_対象本文_:
•••

WINDOW RESEARCH INSTITUTE

連載 窓をつくることから学ぶ

第3回 開ける窓の楽しみ

コンゴ・アカデックス小学校プロジェクトチーム/小林博人研究室 (慶應義塾大学)

21 Dec 2017

慶應義塾大学SFC小林博人研究会による連載第3回目は、アフリカ・コンゴ共和国の小学校の窓をつくるプロジェクトを紹介。開閉できない鉄格子の既存の窓に対して、プロジェクトチームが教師や子どもたちと共に考えつくりあげた窓とは。

 

トランクをバンに詰め込み、乗り込んだ車の車窓からみた景色は、これまでアフリカに対して抱いたものとはかけ離れていた。アフリカ大陸の中西部に位置するコンゴ民主共和国。人口900万人を擁し、東京都の半分ほどの面積に人口の集中する首都キンシャサには高層ビルが建ち並び、舗装された道路には高級外車も珍しくない。ここがアフリカの一都市とはだれも思わないだろう。

しかし、そこから車を走らせること2時間。まちなみは一変する。我々の活動する「アカデックス小学校」が位置するキンシャサ近郊のキンボンド地区には自分たちが想い描くアフリカの景色が広がっていた。2008年以降、我々はこの地に毎年足を運び、コンゴの子供たちに生きる力を身につけてもらおうと、教育や医療のプログラムを考えるとともに毎年1棟ずつ教室をつくり続けている。

•••

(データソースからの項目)

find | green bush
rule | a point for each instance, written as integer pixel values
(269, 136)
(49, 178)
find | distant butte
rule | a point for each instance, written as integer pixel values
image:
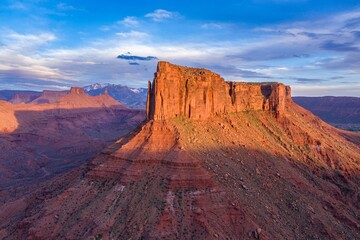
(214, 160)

•••

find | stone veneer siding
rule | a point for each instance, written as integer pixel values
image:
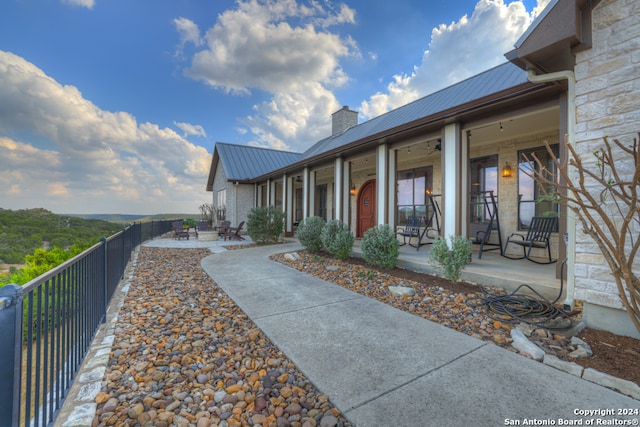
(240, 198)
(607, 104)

•••

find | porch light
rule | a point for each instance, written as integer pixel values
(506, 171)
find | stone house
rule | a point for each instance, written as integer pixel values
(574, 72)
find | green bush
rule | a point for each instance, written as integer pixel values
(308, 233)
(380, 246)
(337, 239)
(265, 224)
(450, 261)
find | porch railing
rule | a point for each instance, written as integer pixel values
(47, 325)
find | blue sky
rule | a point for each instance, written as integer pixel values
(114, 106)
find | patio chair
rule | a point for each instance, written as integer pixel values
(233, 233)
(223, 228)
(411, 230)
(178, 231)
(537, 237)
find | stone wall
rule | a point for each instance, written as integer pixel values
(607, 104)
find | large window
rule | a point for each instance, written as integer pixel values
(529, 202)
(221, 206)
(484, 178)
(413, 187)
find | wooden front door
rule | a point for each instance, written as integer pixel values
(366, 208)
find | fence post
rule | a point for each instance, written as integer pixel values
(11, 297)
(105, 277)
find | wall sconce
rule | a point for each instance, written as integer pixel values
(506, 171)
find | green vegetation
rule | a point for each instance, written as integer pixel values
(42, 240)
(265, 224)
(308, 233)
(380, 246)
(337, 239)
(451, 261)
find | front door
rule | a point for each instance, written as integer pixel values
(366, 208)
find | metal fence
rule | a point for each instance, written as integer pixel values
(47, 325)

•••

_作業内容_:
1 – 対象本文に基づき、次の問いに答えてください。
(a) この記事は連載の第何回目か。
(b) キンシャサから車を何時間走らせると、まちなみが一変するか。
(c) 筆者らは何年以降、毎年この地に足を運んでいるか。
2 – 対象本文のうち「しかし、そこから車を走らせること2時間」で始まる段落を、主な事実を残して箇条書きに書き直してください。
3 – 対象本文の「21 Dec 2017」から始まり「ずつ教室をつくり続けている。」で終わる部分を、「教室」を「校舎」に差し替えたうえで示してください。
これらの行は使用しなくてかまいません。

_解答一覧_:
1 –
(a) 第3回目
(b) 2時間
(c) 2008年

2 –
- キンシャサから車で2時間走ると、まちなみは一変する。
- 「アカデックス小学校」は、キンシャサ近郊のキンボンド地区にある。
- この地区には、自分たちが想い描くアフリカの景色が広がっている。
- 2008年以降、毎年この地を訪れている。
- コンゴの子供たちに生きる力を身につけてもらうため、教育や医療のプログラムを考えている。
- 毎年1棟ずつ教室をつくり続けている。

3 –
21 Dec 2017

慶應義塾大学SFC小林博人研究会による連載第3回目は、アフリカ・コンゴ共和国の小学校の窓をつくるプロジェクトを紹介。開閉できない鉄格子の既存の窓に対して、プロジェクトチームが教師や子どもたちと共に考えつくりあげた窓とは。

 

トランクをバンに詰め込み、乗り込んだ車の車窓からみた景色は、これまでアフリカに対して抱いたものとはかけ離れていた。アフリカ大陸の中西部に位置するコンゴ民主共和国。人口900万人を擁し、東京都の半分ほどの面積に人口の集中する首都キンシャサには高層ビルが建ち並び、舗装された道路には高級外車も珍しくない。ここがアフリカの一都市とはだれも思わないだろう。

しかし、そこから車を走らせること2時間。まちなみは一変する。我々の活動する「アカデックス小学校」が位置するキンシャサ近郊のキンボンド地区には自分たちが想い描くアフリカの景色が広がっていた。2008年以降、我々はこの地に毎年足を運び、コンゴの子供たちに生きる力を身につけてもらおうと、教育や医療のプログラムを考えるとともに毎年1棟ずつ校舎をつくり続けている。